Instructions for the task: Drop every picture, then transcribe the remaining data exactly.
*** Opening of Raw data ***
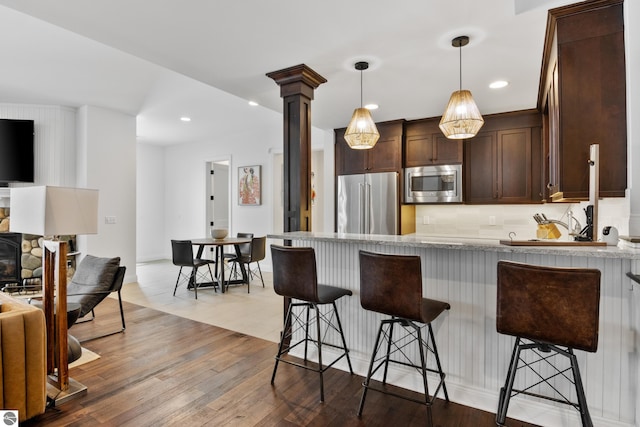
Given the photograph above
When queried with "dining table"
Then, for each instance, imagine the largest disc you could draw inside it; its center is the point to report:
(219, 245)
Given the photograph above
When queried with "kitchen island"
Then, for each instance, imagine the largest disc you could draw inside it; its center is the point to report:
(475, 358)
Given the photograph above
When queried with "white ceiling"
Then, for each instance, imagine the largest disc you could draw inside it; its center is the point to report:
(162, 59)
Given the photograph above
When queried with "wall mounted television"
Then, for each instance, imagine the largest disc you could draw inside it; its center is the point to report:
(16, 151)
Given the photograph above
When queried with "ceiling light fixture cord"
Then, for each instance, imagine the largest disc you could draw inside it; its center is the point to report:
*** Close of Raw data ***
Response:
Given the photograph above
When queried with "dining table"
Then, for each instance, imagine the largest disc you could draw inside it; its center is the point to report:
(219, 245)
Given the photograph above
When queried with "kitchen island"
Then, for each instance, imagine the largest disc you could draw inside it; its center is the point to report:
(475, 358)
Given the photograph above
When queried with "white ceiling"
Then, for each instance, imagine the largest disc you could draw inside it; its center is the point to report:
(162, 59)
Given the photograph above
When queried with "wall mounted television"
Then, for each instance, imagine the largest disc you could draw inside it; its center is the point to report:
(16, 151)
Given the photograph above
When queried with "ceiling light fixture cord"
Then, for each instance, imagine the largest disc you could draw inside it; its center is the point to report:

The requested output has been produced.